Text section:
Abstract
The 12CrNi2 alloy steel powder studied in the present paper is mainly used to manufacture camshafts for nuclear power emergency diesel engines. Laser cladding deposition is of great significance for the manufacture of nuclear power emergency diesel camshafts, which has the advantages of reducing material cost and shortening the manufacturing cycle. However, due to the extremely uneven heating of the components during the deposition process, a complex residual stress field occurs, resulting in crack defects and residual deformation of the components. In the present paper, 12CrNi2 bulk specimens were prepared on the Q460E high-strength structural steel substrate at different preheating temperatures by laser cladding deposition technique, and a finite element residual stress analysis model was established to investigate the effects of different preheating temperatures on the microstructure, properties, and residual stress of the specimens. The results of the experiments and finite element simulations show that with the increase of preheating temperature, the content of martensite/bainite in the deposited layer decreases, and the ferrite content increases. The proper preheating temperature (150 °C) has good mechanical properties. The residual stress on the surface of each specimen decreases with the increase of the preheating temperature. The longitudinal stress is greater at the rear-end deposition part, and the lateral residual stress is greater on both sides along the scanning direction.

Dataset records on object locations:
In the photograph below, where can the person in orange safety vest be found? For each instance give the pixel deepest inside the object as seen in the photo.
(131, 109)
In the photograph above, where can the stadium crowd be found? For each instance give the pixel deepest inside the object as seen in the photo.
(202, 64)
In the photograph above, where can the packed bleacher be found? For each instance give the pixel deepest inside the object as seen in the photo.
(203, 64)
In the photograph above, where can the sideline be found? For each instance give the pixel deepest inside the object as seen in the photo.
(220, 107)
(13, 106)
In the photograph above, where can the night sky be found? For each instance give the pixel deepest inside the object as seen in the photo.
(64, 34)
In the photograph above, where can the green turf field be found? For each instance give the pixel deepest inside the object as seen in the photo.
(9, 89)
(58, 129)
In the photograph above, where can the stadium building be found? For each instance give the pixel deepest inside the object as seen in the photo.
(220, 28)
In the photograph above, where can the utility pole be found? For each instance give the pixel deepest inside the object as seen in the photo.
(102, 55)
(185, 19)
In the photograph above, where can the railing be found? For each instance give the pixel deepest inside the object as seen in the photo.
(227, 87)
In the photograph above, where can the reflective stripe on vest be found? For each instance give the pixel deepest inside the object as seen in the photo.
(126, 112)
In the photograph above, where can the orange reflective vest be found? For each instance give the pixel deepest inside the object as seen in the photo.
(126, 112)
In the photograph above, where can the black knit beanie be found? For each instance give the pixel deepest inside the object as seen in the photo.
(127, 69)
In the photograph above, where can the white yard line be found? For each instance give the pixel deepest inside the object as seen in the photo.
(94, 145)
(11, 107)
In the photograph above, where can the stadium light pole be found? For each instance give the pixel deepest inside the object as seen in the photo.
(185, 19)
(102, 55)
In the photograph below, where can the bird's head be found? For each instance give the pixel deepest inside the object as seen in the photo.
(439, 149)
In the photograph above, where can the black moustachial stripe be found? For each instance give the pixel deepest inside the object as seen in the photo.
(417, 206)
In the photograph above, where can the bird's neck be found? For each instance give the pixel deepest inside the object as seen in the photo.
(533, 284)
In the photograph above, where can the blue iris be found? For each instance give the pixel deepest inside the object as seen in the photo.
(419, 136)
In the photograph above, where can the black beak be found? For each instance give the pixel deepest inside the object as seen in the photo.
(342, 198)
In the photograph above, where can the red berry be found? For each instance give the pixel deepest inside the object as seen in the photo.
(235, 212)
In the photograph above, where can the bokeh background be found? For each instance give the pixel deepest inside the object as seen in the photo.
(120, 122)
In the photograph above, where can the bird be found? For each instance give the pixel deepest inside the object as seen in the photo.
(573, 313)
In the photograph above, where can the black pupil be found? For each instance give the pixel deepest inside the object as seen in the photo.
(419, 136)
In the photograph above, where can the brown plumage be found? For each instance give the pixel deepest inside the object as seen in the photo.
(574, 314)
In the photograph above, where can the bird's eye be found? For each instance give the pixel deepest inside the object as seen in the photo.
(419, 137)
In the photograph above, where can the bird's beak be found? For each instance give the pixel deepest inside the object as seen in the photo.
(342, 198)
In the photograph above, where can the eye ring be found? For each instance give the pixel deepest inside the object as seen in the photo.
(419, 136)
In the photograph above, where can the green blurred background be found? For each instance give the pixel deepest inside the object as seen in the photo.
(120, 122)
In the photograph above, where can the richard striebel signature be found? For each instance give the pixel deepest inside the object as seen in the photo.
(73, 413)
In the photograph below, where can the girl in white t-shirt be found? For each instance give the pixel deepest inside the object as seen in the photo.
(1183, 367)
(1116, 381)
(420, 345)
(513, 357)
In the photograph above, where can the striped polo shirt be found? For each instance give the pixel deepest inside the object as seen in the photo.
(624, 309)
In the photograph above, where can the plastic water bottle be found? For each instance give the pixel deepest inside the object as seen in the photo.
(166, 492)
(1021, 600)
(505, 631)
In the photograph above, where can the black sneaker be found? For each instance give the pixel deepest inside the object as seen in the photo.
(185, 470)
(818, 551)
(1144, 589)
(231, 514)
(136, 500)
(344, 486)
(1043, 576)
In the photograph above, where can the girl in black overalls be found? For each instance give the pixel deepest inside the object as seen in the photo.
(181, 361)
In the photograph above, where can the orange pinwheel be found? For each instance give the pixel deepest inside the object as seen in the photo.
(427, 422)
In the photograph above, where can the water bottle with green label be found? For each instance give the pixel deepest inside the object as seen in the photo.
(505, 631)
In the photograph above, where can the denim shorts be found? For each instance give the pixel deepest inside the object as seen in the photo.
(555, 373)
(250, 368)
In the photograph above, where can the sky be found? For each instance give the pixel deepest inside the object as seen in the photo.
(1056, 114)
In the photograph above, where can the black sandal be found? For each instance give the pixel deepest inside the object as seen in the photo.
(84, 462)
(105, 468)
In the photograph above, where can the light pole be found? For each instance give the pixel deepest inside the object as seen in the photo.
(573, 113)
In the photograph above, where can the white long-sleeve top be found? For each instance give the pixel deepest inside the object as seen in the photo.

Things to do:
1. In the abstract, which preheating temperature is said to give good mechanical properties?
2. List every line in the entries that contains the word "pole".
The entries have no connection to the abstract.

Per-task answers:
1. 150 °C.

2.
In the photograph above, where can the utility pole be found? For each instance give the pixel deepest inside the object as seen in the photo.
In the photograph above, where can the stadium light pole be found? For each instance give the pixel deepest inside the object as seen in the photo.
In the photograph above, where can the light pole be found? For each instance give the pixel deepest inside the object as seen in the photo.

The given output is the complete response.